__Document excerpt__.
Spend time on ethics prep to save time handling pitfalls
by Mario Dion, Conflict of Interest and Ethics Commissioner
Op-ed published in The Hill Times
January 20, 2022
Prevention is the major focus of the regimes that I administer as the federal Conflict of Interest and Ethics Commissioner, but they also contain enforcement provisions for instances of non-compliance. Under the Conflict of Interest Act, I can issue administrative monetary penalties for failure to meet certain reporting deadlines and orders that can, for example, prohibit former public office holders from dealing with current public officials. I can also conduct investigations resulting in the release of a public report.
The Act provides a variety of mechanisms to help ensure the spirit and intent of the law are met. One question about my powers that I am at times asked is should I have the ability to recommend stiffer penalties for public office holders who violate the Act. However, it is not up to the Commissioner to suggest changes outside of a formal review by a parliamentary committee. I administer the Act as it is written and for the most part, I believe it is working well.
Whether or not the Act is amended, it will still be up to all regulatees—ministers, deputy ministers, parliamentary secretaries and ministerial staff, and individuals appointed to public sector boards and agencies—to take the time to learn about its conflict of interest rules. My role is to provide what is needed to achieve and maintain compliance. This includes supporting, advising and directing them as well as monitoring their actions. However, it is manifestly unfeasible to watch regulatees’ every move to proactively provide preventative guidance. It is therefore imperative that regulatees develop a reflex to act ethically and educate themselves to ensure compliance.
As I look back on how I fulfilled my mandate in administering both the Act and the Conflict of Interest Code for Members of the House of Commons last year, I am pleased with how the Office has evolved its approaches and adopted more preventative strategies towards education. For 2022, my attention remains focused on educating to prevent conflicts of interest, especially in light of recent ethical issues that have impacted public confidence.
To maintain the trust that Canadians have placed in them, regulatees must invest the time necessary to understand and respect the rules around conflicts of interest to continue upholding that confidence. They are accountable for their compliance with the legislation and therefore must take charge of their education. If you’re a regulatee, here’s how you can build your own understanding of your obligations, now and in the future.

__Data records__.

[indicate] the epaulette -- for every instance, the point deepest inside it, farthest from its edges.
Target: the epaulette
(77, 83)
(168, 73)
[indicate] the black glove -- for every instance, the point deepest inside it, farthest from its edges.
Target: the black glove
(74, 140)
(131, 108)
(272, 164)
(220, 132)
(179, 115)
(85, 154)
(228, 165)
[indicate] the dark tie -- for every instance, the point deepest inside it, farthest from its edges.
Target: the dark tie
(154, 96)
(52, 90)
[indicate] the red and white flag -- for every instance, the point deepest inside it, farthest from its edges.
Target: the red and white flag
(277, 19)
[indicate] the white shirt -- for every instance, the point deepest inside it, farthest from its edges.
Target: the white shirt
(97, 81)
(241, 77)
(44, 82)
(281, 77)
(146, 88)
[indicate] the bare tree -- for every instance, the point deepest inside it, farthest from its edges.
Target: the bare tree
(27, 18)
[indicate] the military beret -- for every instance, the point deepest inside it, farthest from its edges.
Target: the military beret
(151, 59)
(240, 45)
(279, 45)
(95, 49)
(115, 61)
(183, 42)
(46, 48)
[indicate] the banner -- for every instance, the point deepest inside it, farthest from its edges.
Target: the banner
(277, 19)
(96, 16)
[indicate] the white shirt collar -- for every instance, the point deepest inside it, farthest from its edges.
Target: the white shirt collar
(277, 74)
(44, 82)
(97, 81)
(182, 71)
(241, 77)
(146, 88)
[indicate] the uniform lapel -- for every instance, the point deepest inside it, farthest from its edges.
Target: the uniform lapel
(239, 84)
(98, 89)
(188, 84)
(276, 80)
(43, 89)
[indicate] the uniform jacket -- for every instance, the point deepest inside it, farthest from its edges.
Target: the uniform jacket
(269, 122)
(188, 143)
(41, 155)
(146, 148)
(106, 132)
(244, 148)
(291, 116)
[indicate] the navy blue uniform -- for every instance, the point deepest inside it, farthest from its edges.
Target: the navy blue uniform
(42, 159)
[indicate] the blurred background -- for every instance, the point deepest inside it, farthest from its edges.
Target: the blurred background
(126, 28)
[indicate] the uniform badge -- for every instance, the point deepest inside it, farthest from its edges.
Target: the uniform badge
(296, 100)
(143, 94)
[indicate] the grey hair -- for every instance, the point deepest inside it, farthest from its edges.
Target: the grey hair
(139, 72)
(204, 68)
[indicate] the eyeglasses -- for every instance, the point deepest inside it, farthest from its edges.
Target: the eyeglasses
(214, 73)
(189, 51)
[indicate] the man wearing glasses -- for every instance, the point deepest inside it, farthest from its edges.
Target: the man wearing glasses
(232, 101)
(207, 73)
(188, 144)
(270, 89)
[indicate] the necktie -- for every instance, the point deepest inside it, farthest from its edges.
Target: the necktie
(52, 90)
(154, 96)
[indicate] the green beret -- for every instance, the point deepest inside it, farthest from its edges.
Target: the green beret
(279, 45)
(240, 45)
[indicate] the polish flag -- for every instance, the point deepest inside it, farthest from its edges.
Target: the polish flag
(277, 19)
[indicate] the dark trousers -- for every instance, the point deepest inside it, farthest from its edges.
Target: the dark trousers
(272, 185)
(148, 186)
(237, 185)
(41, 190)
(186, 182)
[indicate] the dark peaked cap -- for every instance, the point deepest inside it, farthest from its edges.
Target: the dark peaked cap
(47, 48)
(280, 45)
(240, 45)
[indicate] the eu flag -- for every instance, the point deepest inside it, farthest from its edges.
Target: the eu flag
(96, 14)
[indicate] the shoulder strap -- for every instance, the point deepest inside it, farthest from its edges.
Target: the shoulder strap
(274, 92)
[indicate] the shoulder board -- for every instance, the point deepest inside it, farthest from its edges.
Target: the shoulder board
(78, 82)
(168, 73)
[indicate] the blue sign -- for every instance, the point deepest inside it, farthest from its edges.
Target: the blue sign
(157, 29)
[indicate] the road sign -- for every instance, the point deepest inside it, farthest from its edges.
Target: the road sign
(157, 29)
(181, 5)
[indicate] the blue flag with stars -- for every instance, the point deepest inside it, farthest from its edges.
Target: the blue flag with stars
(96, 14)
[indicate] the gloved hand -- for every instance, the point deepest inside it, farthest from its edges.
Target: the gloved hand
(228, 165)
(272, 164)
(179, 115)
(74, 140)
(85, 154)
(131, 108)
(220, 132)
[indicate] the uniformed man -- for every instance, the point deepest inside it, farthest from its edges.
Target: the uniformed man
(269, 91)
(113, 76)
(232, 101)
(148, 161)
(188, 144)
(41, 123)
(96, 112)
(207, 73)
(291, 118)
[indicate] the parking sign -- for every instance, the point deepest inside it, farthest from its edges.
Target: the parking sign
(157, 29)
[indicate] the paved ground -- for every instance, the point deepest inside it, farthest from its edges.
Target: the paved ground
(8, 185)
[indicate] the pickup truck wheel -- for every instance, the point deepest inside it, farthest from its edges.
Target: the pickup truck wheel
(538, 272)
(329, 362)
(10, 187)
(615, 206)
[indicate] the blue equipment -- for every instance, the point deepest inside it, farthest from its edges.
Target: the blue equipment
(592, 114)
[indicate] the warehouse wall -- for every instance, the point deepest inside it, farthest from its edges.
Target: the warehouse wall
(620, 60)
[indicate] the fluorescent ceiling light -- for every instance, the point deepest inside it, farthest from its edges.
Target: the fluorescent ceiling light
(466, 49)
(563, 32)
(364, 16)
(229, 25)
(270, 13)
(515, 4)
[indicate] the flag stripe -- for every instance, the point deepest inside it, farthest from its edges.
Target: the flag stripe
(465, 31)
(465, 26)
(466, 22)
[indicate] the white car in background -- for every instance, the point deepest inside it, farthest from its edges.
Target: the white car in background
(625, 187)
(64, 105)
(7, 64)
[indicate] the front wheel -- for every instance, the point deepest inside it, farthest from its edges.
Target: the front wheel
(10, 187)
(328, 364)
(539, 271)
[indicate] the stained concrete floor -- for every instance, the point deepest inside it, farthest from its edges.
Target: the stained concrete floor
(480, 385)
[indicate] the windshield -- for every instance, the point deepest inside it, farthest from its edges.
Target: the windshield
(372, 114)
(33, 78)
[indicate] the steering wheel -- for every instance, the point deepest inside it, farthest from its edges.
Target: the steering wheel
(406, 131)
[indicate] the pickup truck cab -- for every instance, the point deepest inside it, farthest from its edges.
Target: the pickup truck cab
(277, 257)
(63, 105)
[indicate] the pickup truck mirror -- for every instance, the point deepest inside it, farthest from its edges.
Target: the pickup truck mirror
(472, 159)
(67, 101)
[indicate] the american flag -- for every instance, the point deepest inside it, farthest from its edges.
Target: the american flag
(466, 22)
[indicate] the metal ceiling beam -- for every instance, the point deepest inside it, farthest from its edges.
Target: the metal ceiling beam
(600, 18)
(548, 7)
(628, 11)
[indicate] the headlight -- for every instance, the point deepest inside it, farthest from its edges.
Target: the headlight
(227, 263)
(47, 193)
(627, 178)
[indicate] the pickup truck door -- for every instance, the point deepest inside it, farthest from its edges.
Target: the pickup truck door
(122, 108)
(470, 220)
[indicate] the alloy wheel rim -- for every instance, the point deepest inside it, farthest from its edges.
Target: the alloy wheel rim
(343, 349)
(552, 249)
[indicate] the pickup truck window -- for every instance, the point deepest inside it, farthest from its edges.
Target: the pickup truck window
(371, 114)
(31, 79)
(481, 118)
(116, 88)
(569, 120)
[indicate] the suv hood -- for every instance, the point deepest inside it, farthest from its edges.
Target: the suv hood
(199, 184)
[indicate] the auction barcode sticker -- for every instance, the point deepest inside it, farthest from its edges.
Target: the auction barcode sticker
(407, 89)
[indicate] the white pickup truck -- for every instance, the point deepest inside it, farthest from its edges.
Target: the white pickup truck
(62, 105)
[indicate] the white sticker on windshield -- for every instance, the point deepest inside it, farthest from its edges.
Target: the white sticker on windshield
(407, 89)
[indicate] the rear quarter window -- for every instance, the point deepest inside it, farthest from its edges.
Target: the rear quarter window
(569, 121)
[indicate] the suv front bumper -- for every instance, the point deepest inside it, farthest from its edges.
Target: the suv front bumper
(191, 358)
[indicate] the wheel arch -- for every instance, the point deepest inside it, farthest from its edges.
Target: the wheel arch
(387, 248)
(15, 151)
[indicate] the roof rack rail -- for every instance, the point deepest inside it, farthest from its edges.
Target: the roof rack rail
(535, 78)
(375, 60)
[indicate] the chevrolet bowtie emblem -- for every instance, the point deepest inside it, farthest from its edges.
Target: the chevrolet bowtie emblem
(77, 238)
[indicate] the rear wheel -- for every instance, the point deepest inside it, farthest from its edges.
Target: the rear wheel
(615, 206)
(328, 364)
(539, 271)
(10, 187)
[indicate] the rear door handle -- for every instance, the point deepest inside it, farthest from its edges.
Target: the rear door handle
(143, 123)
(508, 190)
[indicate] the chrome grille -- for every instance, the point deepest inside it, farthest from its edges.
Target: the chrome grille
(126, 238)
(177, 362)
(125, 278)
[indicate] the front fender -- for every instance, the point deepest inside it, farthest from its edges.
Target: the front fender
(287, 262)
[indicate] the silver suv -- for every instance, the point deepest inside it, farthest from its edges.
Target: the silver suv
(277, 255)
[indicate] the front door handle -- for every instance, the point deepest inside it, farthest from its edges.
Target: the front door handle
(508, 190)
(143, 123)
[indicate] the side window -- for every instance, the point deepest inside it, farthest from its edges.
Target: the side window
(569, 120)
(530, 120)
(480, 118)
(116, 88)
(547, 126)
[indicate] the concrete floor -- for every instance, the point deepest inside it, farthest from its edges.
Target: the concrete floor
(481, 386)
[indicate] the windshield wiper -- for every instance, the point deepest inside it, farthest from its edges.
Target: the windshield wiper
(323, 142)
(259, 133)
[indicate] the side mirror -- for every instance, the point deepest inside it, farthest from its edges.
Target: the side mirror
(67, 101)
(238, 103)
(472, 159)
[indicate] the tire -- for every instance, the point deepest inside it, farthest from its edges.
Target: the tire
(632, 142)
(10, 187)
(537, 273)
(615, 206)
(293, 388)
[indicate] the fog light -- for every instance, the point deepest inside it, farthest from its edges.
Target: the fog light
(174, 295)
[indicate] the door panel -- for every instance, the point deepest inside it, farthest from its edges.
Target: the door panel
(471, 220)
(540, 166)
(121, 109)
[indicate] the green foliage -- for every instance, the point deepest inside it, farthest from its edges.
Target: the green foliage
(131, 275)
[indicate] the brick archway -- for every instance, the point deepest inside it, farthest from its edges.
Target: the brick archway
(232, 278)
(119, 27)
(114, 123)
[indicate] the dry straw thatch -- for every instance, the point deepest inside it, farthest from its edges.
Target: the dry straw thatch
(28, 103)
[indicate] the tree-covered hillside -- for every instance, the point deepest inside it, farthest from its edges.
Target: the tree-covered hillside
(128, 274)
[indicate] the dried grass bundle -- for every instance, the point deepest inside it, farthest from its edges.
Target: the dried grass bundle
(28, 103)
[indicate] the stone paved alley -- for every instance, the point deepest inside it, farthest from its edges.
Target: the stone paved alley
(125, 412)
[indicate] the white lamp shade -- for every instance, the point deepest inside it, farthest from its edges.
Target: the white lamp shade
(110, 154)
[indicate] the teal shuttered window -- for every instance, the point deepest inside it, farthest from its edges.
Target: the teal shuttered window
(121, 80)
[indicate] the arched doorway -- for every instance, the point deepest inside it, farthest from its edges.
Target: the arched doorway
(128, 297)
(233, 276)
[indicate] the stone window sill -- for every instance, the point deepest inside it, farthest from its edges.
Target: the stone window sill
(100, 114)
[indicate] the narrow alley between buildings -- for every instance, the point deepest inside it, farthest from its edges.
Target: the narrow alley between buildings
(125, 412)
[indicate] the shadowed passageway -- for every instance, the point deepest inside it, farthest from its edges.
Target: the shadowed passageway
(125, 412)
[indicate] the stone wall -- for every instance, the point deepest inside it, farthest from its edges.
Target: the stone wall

__Complete the following__.
• 1. From the op-ed on ethics preparation, write out the passage starting at "As I look back" and ending at "impacted public confidence.".
• 2. Pick up the op-ed on ethics preparation after its last sentence and continue it.

__Results for each task__.
• 1.
As I look back on how I fulfilled my mandate in administering both the Act and the Conflict of Interest Code for Members of the House of Commons last year, I am pleased with how the Office has evolved its approaches and adopted more preventative strategies towards education. For 2022, my attention remains focused on educating to prevent conflicts of interest, especially in light of recent ethical issues that have impacted public confidence.

• 2.
First, you must familiarize yourself with the rules. It’s as simple as reading the text of the Act or its summary, easily accessible on the Office’s website. While this is an initial investment of time, it will go a long way in helping you meet your obligations throughout your mandate. Remember that compliance rules go beyond the duration of your mandate under the Act: you continue to have obligations even after you leave office. Post-employment rules include prohibitions against taking improper advantage of your previous public office, switching sides and using insider information.
Second, continue building your education by taking advantage of our educational tools. These include virtual and in-person educational sessions hosted by myself or another representative of the Office, as well as helpful information on the website such as information notices on various themes covered by the Act. We also use Twitter (@EthicsCanada) to keep you in the loop of information that can help you understand and comply with the Act. Our aim is to make it easy for you to stay on top of your obligations, but it is up to you to become a lifelong learner and make the most of these tools. Feedback is always welcome, and I would encourage you to tell us how we can best support your needs.
Third, should you have questions at any point in your learning journey, whether general or specific to your case, advisors in the Office are available to help you. Just as you would seek medical advice to avoid health complications or legal advice to avoid falling afoul of the law, you must take it upon yourself to seek advice from the Office to avoid conflicts of interest.
Complying with the Conflict of Interest Act is not about avoiding penalties, but about doing the right thing. I firmly believe that the vast majority of regulatees are honest people who want to follow the rules. My advice to regulatees is simple: spend time to save time. It is far easier for you to meet your obligations than it is to be investigated for possible non-compliance.